(What you are asked to do):
Below are some entries. Output each one exactly as it appears.

(Records provided):

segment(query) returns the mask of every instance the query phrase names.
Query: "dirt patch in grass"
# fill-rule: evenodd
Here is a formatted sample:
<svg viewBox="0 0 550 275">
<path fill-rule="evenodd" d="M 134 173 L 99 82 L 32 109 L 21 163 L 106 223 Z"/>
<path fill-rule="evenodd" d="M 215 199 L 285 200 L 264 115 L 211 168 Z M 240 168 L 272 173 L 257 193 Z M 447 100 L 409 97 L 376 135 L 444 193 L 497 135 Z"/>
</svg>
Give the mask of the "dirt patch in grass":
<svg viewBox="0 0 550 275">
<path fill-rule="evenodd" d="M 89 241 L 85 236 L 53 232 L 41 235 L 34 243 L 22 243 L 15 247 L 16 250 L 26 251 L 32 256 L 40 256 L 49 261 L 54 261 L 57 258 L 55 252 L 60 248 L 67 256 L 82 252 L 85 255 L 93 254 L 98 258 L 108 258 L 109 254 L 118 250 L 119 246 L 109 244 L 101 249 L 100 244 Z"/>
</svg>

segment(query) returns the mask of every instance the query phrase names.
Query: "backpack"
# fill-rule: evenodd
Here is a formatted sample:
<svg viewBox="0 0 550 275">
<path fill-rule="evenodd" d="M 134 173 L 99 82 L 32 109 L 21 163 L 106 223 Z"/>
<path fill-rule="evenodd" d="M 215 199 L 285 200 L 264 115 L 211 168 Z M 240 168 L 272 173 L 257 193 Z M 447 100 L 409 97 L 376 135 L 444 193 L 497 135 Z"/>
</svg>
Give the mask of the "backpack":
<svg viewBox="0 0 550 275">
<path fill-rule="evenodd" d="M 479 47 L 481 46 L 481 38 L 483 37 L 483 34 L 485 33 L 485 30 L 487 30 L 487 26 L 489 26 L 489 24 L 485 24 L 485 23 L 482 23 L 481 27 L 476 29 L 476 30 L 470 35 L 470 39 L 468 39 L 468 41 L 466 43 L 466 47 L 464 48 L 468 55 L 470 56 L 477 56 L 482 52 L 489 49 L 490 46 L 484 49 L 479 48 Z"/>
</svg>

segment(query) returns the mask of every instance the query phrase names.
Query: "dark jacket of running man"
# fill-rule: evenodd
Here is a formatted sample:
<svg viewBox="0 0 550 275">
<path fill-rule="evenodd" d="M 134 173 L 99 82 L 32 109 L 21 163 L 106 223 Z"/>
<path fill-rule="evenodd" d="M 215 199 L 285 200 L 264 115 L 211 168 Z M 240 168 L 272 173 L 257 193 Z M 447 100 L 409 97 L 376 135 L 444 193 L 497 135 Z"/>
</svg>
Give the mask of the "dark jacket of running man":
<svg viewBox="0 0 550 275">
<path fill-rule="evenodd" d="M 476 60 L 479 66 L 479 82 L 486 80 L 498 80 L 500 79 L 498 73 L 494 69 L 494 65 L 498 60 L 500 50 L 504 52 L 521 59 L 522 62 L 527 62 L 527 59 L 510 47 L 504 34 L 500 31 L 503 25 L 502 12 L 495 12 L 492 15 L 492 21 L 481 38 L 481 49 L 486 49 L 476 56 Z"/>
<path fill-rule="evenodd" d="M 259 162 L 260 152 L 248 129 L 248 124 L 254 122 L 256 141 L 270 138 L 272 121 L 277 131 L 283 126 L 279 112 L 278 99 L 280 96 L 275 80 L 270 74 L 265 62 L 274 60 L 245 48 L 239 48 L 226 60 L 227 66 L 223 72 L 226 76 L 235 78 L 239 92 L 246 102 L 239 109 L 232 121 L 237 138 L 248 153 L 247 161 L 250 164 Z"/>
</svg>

(Full response):
segment(query) returns the mask of every instance the query phrase names.
Query: "dirt patch in grass"
# fill-rule: evenodd
Here is a formatted sample:
<svg viewBox="0 0 550 275">
<path fill-rule="evenodd" d="M 134 173 L 99 82 L 32 109 L 21 163 L 106 223 Z"/>
<path fill-rule="evenodd" d="M 215 199 L 285 200 L 264 115 L 211 168 Z M 240 168 L 272 173 L 257 193 Z M 447 100 L 409 97 L 376 135 L 444 193 L 497 135 Z"/>
</svg>
Give the mask of the "dirt patch in grass":
<svg viewBox="0 0 550 275">
<path fill-rule="evenodd" d="M 89 241 L 85 236 L 53 232 L 41 235 L 34 243 L 22 243 L 15 247 L 16 250 L 26 251 L 32 256 L 40 256 L 49 261 L 54 261 L 57 258 L 55 252 L 60 248 L 67 256 L 82 252 L 85 255 L 93 254 L 98 258 L 108 258 L 109 254 L 118 250 L 119 246 L 109 244 L 101 249 L 100 244 Z"/>
</svg>

segment(query) returns the mask of every instance the query phrase names.
Query: "backpack"
# fill-rule: evenodd
Here is a formatted sample:
<svg viewBox="0 0 550 275">
<path fill-rule="evenodd" d="M 134 173 L 99 82 L 32 109 L 21 163 L 106 223 Z"/>
<path fill-rule="evenodd" d="M 215 199 L 285 200 L 264 115 L 211 168 Z M 240 168 L 272 173 L 257 193 Z M 447 100 L 409 97 L 376 135 L 444 193 L 497 135 Z"/>
</svg>
Give the mask of the "backpack":
<svg viewBox="0 0 550 275">
<path fill-rule="evenodd" d="M 479 47 L 481 46 L 481 38 L 483 37 L 483 34 L 485 33 L 485 30 L 487 30 L 487 26 L 489 26 L 489 24 L 485 24 L 485 23 L 482 23 L 481 27 L 476 29 L 476 30 L 470 35 L 470 39 L 468 39 L 468 41 L 466 43 L 466 47 L 464 48 L 468 55 L 470 56 L 477 56 L 482 52 L 489 49 L 490 46 L 484 49 L 479 48 Z"/>
</svg>

segment(query) returns the mask of every instance the query phrase names.
Query: "dark jacket of running man"
# fill-rule: evenodd
Here is a formatted sample:
<svg viewBox="0 0 550 275">
<path fill-rule="evenodd" d="M 134 173 L 99 82 L 32 109 L 21 163 L 106 223 Z"/>
<path fill-rule="evenodd" d="M 215 199 L 285 200 L 264 115 L 211 168 Z M 240 168 L 272 173 L 257 193 Z M 447 100 L 409 97 L 376 135 L 444 193 L 497 135 Z"/>
</svg>
Give the mask of the "dark jacket of running man":
<svg viewBox="0 0 550 275">
<path fill-rule="evenodd" d="M 476 60 L 479 66 L 479 82 L 486 80 L 498 80 L 500 79 L 498 73 L 494 69 L 494 65 L 498 60 L 500 50 L 504 52 L 521 59 L 522 62 L 527 62 L 527 59 L 510 47 L 504 34 L 500 31 L 503 25 L 502 12 L 495 12 L 492 15 L 492 21 L 481 38 L 481 49 L 486 49 L 476 56 Z"/>
<path fill-rule="evenodd" d="M 259 162 L 260 152 L 248 129 L 248 124 L 254 122 L 256 141 L 270 138 L 272 121 L 277 131 L 283 126 L 279 112 L 278 99 L 280 96 L 275 80 L 270 74 L 265 62 L 274 60 L 245 48 L 239 48 L 226 60 L 227 66 L 223 72 L 226 76 L 235 78 L 239 92 L 246 102 L 239 109 L 232 121 L 237 138 L 248 153 L 247 161 L 250 164 Z"/>
</svg>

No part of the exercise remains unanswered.